FRAGMENTO SELECCIONADO

- - - - -

Para construir la Iglesia es necesario profundizar. A partir de 1933, en que se establece en Ivry, Madeleine pasa de la idea de una «misión en extensión», con las consiguientes partidas a lugares lejanos, desarraigos y nuevas fundaciones, a lo que ella llama una «misión en profundidad»[23]. Lo expresa mejor que en ningún otro escrito en un breve retrato de Santa Teresita del Niño Jesús: «Quizás Teresa de Lisieux, patrona de todas las misiones, fue designada para vivir al comienzo de este siglo un destino en el cual el tiempo estaba reducido al mínimo, los actos reconducidos a lo minúsculo, el heroísmo indiscernible a los ojos que lo ven, la misión limitada a un metro cuadrado: y esto para que nos enseñase que ciertas eficacias se escapan a la medida del reloj, que la visibilidad de los actos no siempre los recupera, que a las misiones en extensión se estaban por agregar aquellas en intensidad (que van) al fondo de las almas humanas, las misiones en profundidad, allí donde el espíritu del hombre interroga al mundo y oscila entre el misterio de un Dios que lo quiere pequeño y despojado y el misterio del mundo que lo quiere poderoso y grande. Prueba evidente de que consolidar un compromiso misionero con el marxismo no es algo accesorio, un refuerzo artificial, sino un retomar las fuerzas vitales en el lugar mismo en que se quiere minar la fe»[24].

En una charla que dio a sus compañeras de comunidad en 1956[25], Madeleine hace unas reflexiones muy hermosas y prácticas acerca de saber aprovechar los momentos en que se nos vuelve cercano Jesús haciendo lugar a Dios en la profundidad. Su charla era sobre la oración, porque es en la oración donde se nos aproxima Jesús, donde maduran la apertura del Reino y nuestra capacidad para entrar en él. Madeleine afronta un problema muy actual: no tenemos ni espacios ni tiempos adecuados para rezar. No los tenemos tal como los imaginamos cuando pensamos cómo deberían ser un lugar y un tiempo de oración, según una imagen un poco idealizada de la vida contemplativa. Ella nos hace ver que la oración es encuentro con el Dios vivo: cuando rezamos «nos encontramos al Cristo vivo»[26]. Y para las personas vivas siempre hay tiempo y espacio, aunque no sea el ideal (y si no lo hay, las personas mismas se lo hacen).

Aquí, Madeleine hace una consideración muy interesante acerca de una cercanía que, si no se da «horizontalmente», siempre se puede dar «en profundidad»[27]. Recuerda que en la antigüedad, para obtener calor había que quemar madera o sacar carbón, lo cual requería trabajar sobre grandes extensiones de tierra. Hoy se «perfora» un pozo petrolífero y se obtiene un combustible aún mejor. La cuestión es que el deseo de calor y de energía es lo que mueve a buscar los medios. En la oración es igual: el deseo de Jesús – de su calidez y de su energía vital – es el que crea espacios de oración y hace que se encuentren momentos maduros dondesea que uno esté.

- - - - -

SECCIÓN DE DATOS
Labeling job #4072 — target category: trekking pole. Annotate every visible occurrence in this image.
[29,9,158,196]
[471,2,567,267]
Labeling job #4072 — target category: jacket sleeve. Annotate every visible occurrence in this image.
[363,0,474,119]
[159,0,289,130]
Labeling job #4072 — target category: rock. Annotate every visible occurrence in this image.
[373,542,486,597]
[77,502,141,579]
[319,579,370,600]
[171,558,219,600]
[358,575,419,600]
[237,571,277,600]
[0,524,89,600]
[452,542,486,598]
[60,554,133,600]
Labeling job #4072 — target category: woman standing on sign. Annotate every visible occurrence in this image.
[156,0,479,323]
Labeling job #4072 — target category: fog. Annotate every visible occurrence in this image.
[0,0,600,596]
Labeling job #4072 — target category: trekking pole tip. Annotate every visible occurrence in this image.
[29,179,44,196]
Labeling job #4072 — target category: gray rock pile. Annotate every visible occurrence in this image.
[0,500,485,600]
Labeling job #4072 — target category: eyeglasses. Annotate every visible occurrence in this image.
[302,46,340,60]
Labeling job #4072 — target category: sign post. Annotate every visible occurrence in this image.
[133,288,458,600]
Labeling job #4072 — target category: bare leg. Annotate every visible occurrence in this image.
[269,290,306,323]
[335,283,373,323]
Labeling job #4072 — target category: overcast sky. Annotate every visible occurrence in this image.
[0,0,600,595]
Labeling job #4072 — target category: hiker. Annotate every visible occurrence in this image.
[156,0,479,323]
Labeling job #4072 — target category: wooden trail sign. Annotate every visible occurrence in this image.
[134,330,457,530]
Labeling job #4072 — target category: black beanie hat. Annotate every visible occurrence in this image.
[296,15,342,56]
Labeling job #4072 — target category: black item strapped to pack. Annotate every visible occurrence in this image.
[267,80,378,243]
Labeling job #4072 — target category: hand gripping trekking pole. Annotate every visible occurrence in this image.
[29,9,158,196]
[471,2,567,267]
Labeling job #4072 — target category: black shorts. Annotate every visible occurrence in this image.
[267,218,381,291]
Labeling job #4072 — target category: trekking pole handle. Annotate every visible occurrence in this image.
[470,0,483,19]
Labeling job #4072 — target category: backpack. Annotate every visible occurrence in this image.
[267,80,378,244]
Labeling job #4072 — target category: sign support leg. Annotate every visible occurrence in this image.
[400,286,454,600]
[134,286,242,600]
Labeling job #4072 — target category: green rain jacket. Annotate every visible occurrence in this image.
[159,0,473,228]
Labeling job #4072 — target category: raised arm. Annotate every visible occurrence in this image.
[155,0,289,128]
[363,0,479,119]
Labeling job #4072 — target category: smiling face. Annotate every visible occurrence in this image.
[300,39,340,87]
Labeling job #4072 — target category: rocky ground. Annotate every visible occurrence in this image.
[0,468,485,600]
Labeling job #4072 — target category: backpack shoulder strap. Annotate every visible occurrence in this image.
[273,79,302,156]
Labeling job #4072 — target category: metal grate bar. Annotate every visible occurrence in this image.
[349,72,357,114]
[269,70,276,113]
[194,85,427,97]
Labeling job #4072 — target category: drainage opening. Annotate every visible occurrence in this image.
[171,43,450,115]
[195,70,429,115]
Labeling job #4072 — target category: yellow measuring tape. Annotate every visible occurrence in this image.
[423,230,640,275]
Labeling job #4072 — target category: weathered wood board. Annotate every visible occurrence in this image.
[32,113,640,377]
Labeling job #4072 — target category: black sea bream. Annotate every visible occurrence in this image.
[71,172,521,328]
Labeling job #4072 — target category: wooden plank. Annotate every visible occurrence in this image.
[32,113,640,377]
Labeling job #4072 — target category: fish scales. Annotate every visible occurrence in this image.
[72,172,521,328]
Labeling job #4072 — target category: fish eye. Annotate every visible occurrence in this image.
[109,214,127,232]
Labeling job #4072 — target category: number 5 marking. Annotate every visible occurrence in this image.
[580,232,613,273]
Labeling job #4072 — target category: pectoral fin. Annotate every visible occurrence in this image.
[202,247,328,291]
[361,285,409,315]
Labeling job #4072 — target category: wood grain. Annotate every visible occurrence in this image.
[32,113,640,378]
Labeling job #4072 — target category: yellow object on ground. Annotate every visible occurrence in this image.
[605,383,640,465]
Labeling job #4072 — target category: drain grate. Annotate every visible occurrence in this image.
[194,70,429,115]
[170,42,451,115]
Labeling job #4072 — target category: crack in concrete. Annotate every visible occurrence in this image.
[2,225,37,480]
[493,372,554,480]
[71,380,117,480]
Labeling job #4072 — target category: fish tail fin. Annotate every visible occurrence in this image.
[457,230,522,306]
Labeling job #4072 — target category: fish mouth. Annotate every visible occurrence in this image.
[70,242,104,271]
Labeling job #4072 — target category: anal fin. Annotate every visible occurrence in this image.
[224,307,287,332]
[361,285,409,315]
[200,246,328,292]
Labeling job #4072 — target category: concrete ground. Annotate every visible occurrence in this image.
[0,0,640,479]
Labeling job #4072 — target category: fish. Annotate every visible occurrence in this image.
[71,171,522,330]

- - - - -

CONSIGNA 1
Según el fragmento seleccionado, ¿cómo era el destino que le tocó vivir a Teresa de Lisieux? Anota cada uno de sus rasgos con las mismas palabras del fragmento.
CONSIGNA 2
Escribe de nuevo el tramo del listado que va desde la línea que contiene "Labeling job #4072 — target category: overcast" hasta la que contiene "[267,80,378,243]", ambas incluidas. Cambia "black" por "dark" y deja todo lo demás igual.

SOLUCIÓN DEL EJERCICIO 1
- el tiempo estaba reducido al mínimo
- los actos reconducidos a lo minúsculo
- el heroísmo indiscernible a los ojos que lo ven
- la misión limitada a un metro cuadrado

SOLUCIÓN DEL EJERCICIO 2
Labeling job #4072 — target category: overcast sky. Annotate every visible occurrence in this image.
[0,0,600,595]
Labeling job #4072 — target category: hiker. Annotate every visible occurrence in this image.
[156,0,479,323]
Labeling job #4072 — target category: wooden trail sign. Annotate every visible occurrence in this image.
[134,330,457,530]
Labeling job #4072 — target category: dark beanie hat. Annotate every visible occurrence in this image.
[296,15,342,56]
Labeling job #4072 — target category: dark item strapped to pack. Annotate every visible occurrence in this image.
[267,80,378,243]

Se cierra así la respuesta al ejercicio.